Top of TEXT UNDER STUDY
Here I sit, surrounded by Christmas cheer — decor, cards, goodies. My home is the cutest, most adorable little welcome Christmas laneway home all lit up for the season:
But full disclosure — Christmas is kind of a tough time for me. Three years ago, my mother suffered a stroke and lay in a coma for over a week until she died on Christmas Eve. You know how Christmas traditions gladden the heart? Remembering how Mom used to bake for weeks, how the house was filled with music and the intoxicating scent of gingerbread and cloves? Cards from distant friends and relatives? Caroling? Charlie Brown’s Christmas Special? Well, that reminds me of when my Mom died. Everything about the season reminds me of it. As the years go by I hope that the achy feeling I get will fade a bit. But for right now…..
Of course, I’m not the only one who is hurting this time of year. As Marsha Lederman reminds us in her Globe and Mail article,
Maybe this is your first Christmas after the death of a loved one. Maybe you’re going through a divorce. Maybe you’ve just lost your job at CHCH or Bell Media or Suncor or in some other layoff that didn’t make the news. Maybe you’ve been diagnosed with cancer. Or, heaven forbid, your child has. Maybe you have depression or anxiety. Maybe you had a miscarriage or are trying, desperately, to conceive a child. Maybe there’s alcoholism in your family and you’re worried about another Christmas Day blow-up. Or maybe you’re sober and can’t face one more boozy holiday party. Perhaps treacherous family dynamics have left you out in the cold this year, disinvited to Christmas dinner. Maybe a loved one is in trouble with the law or has a mental illness or has lost their way and is suffering. And so you are too.
Bottom of TEXT UNDER STUDY
Top of DATASET CONTENT
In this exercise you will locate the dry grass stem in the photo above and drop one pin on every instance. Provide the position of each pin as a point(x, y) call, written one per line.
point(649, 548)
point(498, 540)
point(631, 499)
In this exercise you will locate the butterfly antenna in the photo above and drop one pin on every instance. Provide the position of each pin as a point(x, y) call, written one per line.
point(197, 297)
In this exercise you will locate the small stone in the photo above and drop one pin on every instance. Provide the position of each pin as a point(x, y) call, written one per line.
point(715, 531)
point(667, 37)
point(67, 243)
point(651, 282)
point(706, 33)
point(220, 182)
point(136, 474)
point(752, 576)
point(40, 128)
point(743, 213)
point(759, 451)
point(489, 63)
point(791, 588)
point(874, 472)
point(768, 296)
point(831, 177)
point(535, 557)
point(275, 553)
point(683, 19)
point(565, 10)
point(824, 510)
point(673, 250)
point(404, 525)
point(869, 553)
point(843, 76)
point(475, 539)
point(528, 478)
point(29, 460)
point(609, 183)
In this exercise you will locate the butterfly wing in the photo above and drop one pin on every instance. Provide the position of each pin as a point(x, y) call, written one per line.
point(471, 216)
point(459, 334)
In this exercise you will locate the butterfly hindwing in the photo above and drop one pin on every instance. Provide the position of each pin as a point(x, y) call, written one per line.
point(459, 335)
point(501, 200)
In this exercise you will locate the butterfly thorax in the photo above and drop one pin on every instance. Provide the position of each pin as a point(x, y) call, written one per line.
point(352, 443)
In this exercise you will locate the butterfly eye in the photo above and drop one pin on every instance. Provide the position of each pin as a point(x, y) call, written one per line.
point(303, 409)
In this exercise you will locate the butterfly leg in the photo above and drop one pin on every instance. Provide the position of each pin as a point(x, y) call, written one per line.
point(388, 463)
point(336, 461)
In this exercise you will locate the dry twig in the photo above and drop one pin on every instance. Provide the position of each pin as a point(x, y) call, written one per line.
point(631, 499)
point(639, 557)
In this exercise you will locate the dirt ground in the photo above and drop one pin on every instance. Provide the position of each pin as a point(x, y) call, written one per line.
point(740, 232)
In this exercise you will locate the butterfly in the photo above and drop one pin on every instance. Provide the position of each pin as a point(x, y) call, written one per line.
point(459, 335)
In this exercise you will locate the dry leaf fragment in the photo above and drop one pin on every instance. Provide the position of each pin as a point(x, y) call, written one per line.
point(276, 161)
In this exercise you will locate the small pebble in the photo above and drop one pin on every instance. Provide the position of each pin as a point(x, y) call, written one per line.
Bottom of DATASET CONTENT
PROBLEM DETAILS – Set down the passage of the Christmas grief essay above from "Here I sit, surrounded" to "for right now…..", word for word.

TASK RESULT –
Here I sit, surrounded by Christmas cheer — decor, cards, goodies. My home is the cutest, most adorable little welcome Christmas laneway home all lit up for the season:
But full disclosure — Christmas is kind of a tough time for me. Three years ago, my mother suffered a stroke and lay in a coma for over a week until she died on Christmas Eve. You know how Christmas traditions gladden the heart? Remembering how Mom used to bake for weeks, how the house was filled with music and the intoxicating scent of gingerbread and cloves? Cards from distant friends and relatives? Caroling? Charlie Brown’s Christmas Special? Well, that reminds me of when my Mom died. Everything about the season reminds me of it. As the years go by I hope that the achy feeling I get will fade a bit. But for right now…..